POLITICS VERSES THE MUSIC SCENE.
BY BOB FUCKING CUTLER.
Kevin Bacon was a messiah. In the ’80’s flick “Footloose” he freed a small town from its puritanical hang-up about dancing. He fought the law, and he won. He was a rebel, he faced the powers that be and danced away victorious, a hero to millions. It’s too bad that real life isn’t so simple, and so easily resolved in an hour and a half. While the puritanical doctrines of a few hysterical Christian types can be bothersome, and sometimes (for whatever silly reason) the basis for archaic municipal ordinances and laws, they are far from the only reason that there is often a political struggle between the powers that be and the denizens of any city’s music and arts community.
In the 80’s, the Lawrence City Commission dealt a serious blow to the local music scene when it enacted a noise ordinance. Vaguely worded, and wickedly (and abusively) enforced by the police, the ordinance was used to shut down one party after another in the “student ghetto,” the neighborhood bordered roughly by 9th, 14th, Massachusetts and Louisiana streets. This forced many a band to search far and wide for another place to cut their teeth (and the rug). On the surface the ordinance seemed to be a case of someone having too much fun for someone else’s comfort, but unless money is involved, things rarely get moving politically in this town, and the noise ordinance was no exception. In fact aging former hippies had started buying up the old Victorian houses in the neighborhood and were worried about their property values, and so they became the antithesis of their ’60s counterculture dogma. And perhaps worried bar owners figured that a way to attract patrons would be to eliminate the competition of a free-for-all party scene.

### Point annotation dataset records
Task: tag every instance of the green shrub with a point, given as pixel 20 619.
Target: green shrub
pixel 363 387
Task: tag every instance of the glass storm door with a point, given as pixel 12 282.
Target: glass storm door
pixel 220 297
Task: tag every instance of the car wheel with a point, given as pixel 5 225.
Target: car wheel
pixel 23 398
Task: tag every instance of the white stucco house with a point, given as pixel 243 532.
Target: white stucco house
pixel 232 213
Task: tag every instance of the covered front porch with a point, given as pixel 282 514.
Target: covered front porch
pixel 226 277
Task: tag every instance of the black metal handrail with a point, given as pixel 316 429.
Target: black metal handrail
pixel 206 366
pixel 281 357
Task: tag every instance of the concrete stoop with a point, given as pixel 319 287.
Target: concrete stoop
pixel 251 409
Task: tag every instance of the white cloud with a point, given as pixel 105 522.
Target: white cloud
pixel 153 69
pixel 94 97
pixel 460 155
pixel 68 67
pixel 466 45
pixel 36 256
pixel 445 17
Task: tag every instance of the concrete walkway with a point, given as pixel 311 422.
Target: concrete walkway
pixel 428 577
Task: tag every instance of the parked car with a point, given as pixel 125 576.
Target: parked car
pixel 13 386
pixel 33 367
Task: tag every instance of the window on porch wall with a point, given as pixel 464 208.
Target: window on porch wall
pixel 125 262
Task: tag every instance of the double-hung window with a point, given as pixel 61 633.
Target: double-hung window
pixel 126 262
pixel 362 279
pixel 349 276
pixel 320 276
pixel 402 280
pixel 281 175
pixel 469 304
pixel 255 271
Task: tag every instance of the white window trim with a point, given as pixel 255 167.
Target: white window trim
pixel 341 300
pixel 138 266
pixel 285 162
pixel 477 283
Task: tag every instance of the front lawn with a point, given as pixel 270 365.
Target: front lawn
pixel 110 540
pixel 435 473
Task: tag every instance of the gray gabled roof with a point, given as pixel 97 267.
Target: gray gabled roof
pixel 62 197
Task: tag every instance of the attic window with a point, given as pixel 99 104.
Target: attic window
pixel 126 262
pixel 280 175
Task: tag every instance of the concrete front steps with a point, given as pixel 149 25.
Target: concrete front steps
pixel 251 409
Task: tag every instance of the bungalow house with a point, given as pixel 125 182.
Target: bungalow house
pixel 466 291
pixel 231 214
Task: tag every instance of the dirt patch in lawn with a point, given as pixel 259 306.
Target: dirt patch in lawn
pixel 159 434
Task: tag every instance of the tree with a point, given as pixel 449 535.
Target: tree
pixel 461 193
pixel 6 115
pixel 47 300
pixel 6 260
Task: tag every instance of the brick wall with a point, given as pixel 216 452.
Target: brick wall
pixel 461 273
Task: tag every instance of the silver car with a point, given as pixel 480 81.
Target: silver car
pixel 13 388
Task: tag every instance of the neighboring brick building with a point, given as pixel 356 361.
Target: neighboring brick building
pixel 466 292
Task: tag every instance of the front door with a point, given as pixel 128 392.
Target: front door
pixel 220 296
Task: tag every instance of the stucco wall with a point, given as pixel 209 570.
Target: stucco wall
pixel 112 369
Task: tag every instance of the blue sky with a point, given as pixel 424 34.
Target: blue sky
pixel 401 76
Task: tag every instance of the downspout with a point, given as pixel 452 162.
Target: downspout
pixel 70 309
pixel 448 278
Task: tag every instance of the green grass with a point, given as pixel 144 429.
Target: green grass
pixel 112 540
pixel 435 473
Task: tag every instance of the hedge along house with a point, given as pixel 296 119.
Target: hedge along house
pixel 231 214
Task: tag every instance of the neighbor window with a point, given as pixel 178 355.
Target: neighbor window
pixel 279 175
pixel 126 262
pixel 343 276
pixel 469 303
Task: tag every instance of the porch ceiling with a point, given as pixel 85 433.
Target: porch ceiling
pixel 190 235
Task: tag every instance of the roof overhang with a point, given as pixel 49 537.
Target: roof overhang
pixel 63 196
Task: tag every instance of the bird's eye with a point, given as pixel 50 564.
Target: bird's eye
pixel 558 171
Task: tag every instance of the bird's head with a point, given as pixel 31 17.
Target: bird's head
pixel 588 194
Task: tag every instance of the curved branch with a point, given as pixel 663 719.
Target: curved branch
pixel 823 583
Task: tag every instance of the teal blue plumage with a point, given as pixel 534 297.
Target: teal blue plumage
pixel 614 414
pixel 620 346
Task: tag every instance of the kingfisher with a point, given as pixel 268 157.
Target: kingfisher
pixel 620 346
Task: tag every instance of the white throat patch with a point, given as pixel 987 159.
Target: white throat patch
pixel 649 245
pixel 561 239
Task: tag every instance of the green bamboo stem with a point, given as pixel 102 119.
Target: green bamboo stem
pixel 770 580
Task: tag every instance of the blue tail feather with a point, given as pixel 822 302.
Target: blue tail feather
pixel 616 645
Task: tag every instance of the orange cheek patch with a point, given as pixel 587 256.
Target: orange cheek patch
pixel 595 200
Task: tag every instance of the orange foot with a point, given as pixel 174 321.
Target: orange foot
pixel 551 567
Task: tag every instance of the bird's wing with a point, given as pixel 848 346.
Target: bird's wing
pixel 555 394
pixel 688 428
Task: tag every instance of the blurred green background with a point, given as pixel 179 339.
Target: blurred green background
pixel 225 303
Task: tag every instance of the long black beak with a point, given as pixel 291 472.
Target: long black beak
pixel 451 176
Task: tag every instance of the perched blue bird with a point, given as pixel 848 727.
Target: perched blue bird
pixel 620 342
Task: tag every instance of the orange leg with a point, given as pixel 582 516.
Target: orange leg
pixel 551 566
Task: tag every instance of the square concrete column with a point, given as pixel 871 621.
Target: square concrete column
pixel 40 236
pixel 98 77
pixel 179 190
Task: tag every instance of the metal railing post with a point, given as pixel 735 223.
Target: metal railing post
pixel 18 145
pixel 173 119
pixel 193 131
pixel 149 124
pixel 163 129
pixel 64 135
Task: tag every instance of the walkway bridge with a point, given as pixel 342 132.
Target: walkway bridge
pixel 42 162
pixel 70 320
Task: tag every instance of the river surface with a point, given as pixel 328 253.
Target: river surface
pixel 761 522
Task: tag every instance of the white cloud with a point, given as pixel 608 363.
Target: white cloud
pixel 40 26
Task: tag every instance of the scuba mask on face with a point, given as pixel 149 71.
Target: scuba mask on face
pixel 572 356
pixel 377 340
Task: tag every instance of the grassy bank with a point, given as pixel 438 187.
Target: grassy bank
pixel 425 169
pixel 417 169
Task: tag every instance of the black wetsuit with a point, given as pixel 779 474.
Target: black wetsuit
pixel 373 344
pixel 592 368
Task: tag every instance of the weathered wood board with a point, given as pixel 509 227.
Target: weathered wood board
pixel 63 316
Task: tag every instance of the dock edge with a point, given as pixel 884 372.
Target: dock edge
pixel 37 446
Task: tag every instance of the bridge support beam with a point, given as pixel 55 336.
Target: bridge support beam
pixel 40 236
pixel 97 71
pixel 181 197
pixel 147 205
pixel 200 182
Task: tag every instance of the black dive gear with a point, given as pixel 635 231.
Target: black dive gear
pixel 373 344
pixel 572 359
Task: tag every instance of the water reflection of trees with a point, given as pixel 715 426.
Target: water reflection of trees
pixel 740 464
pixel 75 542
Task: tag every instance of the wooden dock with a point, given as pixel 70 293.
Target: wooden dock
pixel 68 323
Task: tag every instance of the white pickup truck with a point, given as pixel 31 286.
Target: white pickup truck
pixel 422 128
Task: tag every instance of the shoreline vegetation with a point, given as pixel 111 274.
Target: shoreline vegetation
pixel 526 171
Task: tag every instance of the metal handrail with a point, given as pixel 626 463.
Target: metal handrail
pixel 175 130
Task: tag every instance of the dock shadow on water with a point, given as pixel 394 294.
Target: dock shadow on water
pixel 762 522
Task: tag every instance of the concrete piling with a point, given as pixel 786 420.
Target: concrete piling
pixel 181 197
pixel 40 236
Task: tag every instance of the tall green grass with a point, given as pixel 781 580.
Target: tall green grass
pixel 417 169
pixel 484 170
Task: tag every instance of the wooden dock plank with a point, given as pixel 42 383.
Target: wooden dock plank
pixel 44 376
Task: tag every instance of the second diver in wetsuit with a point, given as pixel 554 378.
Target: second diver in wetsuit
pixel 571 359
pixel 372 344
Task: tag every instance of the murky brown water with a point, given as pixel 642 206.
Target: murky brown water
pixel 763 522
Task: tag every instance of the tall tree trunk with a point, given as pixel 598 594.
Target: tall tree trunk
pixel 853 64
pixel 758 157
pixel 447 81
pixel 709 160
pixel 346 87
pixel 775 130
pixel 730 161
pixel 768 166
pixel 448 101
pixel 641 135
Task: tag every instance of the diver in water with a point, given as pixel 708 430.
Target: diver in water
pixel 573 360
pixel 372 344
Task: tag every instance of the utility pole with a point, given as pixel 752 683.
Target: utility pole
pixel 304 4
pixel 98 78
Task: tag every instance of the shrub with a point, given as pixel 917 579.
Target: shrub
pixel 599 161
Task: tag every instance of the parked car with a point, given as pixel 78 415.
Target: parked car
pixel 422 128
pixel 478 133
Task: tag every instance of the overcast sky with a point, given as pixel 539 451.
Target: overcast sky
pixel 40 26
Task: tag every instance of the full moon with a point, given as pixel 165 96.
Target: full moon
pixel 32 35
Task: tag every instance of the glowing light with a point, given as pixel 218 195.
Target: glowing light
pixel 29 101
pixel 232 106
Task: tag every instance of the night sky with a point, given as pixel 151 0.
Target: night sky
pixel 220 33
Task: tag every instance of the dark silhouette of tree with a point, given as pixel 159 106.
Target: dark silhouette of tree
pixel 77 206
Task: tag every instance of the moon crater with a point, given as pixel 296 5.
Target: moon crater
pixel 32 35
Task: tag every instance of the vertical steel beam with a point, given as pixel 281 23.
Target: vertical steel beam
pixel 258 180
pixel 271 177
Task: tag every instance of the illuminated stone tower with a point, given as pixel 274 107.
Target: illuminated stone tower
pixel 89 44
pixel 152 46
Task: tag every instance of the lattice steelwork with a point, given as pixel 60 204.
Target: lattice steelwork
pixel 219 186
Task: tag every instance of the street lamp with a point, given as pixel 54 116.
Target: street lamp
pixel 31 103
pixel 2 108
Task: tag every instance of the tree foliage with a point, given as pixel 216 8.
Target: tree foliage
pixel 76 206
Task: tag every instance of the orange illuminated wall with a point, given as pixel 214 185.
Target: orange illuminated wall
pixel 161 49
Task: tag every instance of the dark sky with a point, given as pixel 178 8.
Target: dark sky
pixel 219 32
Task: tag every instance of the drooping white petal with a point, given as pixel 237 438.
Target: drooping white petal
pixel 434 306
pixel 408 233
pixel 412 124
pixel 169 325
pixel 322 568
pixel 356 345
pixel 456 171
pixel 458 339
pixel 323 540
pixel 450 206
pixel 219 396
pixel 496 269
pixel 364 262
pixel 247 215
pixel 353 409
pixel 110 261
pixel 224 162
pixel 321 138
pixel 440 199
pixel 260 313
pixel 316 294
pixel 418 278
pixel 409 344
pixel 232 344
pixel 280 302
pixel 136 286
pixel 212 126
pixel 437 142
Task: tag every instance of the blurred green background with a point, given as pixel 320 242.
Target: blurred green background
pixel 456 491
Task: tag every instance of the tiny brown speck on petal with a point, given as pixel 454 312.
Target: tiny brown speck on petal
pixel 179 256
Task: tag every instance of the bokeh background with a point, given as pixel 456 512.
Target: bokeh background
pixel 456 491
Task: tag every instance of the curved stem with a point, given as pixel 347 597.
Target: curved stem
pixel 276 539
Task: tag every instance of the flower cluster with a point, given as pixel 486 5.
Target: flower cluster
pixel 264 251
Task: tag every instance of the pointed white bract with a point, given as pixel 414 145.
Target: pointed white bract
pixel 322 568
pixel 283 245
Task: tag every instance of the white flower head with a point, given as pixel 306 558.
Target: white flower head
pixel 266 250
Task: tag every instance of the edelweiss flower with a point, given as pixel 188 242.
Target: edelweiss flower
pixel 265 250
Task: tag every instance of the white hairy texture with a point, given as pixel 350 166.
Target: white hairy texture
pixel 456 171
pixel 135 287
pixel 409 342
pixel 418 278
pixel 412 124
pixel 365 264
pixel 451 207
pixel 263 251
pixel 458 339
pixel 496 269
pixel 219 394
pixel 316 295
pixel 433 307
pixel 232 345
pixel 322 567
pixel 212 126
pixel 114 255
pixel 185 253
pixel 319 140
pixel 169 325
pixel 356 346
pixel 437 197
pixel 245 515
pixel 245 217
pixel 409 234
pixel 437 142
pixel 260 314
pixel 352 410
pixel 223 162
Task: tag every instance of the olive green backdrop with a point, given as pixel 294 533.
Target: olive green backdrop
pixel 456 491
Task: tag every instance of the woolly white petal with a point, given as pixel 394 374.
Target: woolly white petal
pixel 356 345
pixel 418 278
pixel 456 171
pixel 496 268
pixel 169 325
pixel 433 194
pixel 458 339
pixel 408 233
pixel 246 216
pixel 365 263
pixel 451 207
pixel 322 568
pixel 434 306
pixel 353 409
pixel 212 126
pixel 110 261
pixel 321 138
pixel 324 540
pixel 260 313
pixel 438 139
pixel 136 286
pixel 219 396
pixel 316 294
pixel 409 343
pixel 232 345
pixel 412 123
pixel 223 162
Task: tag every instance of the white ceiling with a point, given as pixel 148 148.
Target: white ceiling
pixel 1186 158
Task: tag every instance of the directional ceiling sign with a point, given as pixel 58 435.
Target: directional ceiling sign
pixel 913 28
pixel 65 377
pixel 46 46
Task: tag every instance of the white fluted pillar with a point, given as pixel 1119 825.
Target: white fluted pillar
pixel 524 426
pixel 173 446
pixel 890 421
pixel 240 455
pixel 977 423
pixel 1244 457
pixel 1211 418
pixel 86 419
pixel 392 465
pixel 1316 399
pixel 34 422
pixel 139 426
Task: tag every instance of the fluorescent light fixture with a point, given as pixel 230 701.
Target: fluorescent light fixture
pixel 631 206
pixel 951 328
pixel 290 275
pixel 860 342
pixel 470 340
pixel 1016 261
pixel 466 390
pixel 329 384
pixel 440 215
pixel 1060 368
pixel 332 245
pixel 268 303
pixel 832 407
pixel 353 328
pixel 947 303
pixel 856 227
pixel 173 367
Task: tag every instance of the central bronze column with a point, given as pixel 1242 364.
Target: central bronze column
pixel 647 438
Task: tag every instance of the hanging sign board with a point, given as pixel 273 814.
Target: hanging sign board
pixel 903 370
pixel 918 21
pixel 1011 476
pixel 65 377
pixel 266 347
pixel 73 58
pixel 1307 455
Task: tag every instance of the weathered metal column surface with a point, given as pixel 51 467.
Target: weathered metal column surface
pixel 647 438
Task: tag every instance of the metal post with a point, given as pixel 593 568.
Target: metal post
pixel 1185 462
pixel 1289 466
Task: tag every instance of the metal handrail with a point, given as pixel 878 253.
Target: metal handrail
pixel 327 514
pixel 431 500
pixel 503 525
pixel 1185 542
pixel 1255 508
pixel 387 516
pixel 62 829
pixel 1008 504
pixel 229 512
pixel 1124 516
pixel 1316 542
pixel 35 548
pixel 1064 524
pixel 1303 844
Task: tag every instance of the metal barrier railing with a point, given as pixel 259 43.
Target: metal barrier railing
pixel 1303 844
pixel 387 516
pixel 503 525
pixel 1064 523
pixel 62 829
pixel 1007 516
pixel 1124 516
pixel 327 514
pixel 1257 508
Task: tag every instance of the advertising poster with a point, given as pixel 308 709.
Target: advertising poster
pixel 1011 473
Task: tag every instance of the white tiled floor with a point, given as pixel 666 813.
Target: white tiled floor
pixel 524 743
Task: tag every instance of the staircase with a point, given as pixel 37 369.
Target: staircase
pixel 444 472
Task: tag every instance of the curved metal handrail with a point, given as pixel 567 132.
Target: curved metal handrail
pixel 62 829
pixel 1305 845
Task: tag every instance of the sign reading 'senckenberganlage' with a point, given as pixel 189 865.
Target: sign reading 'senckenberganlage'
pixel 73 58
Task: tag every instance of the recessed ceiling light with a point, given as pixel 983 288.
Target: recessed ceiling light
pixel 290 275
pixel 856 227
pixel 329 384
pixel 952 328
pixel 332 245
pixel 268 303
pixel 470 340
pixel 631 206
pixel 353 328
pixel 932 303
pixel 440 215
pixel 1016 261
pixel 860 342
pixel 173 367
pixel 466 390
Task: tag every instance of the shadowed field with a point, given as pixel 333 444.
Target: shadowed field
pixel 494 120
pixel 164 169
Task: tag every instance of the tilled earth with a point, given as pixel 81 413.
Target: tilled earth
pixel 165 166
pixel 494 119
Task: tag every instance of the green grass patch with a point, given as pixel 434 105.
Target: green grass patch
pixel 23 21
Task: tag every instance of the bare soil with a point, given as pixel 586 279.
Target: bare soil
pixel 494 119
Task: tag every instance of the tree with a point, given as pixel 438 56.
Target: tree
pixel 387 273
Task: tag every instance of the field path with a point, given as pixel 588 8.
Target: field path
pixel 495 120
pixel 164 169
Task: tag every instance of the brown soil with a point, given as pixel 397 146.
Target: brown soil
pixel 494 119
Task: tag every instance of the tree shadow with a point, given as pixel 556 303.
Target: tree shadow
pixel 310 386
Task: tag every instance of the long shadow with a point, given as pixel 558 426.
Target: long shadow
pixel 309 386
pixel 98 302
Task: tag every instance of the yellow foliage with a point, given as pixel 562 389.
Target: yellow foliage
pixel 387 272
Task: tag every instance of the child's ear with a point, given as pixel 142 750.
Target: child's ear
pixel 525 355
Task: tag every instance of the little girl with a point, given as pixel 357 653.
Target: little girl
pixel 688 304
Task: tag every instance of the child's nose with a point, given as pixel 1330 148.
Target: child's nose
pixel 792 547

### WHAT IS ASKED
A. In the essay on politics and the music scene, which streets roughly border the "student ghetto"?
B. Write the next part of the essay on politics and the music scene, picking up right after its final sentence.
Nothing in the listing is needed for this work.

### RESULTS OF THE EXERCISE
A. 9th, 14th, Massachusetts and Louisiana streets.

B.
After a particularly ugly clash with the police at a party, in which the cops where caught on-camera violently abusing partygoers, smashing guitars, and shortly thereafter, smashing the photographer’s camera to destroy the evidence, a small and determined group found a tractor barn just outside of town which became the OUTHOUSE, a legendary all-ages venue for punk rock music. This was still only a temporary solution to a permanent problem: The MAN meddling in the people’s right to freedom of speech. It seems so backwards that something like the arts, music, theater, that allows such great expression and communication, as well as enjoyment and social intercourse, should have to find such crafty ways to battle the politics of the government, finding loopholes, technicalities, and at times violence just to exist. Its outright ludicrous in fact. Especially when compared to sports, which encourage macho-insecurity, might-makes-right rules, and the use of violence as a tool for success, and is funded and encouraged by the government with recreation centers oriented purely towards sports. God forbid that a young musician should find a develop his voice and expression artistically!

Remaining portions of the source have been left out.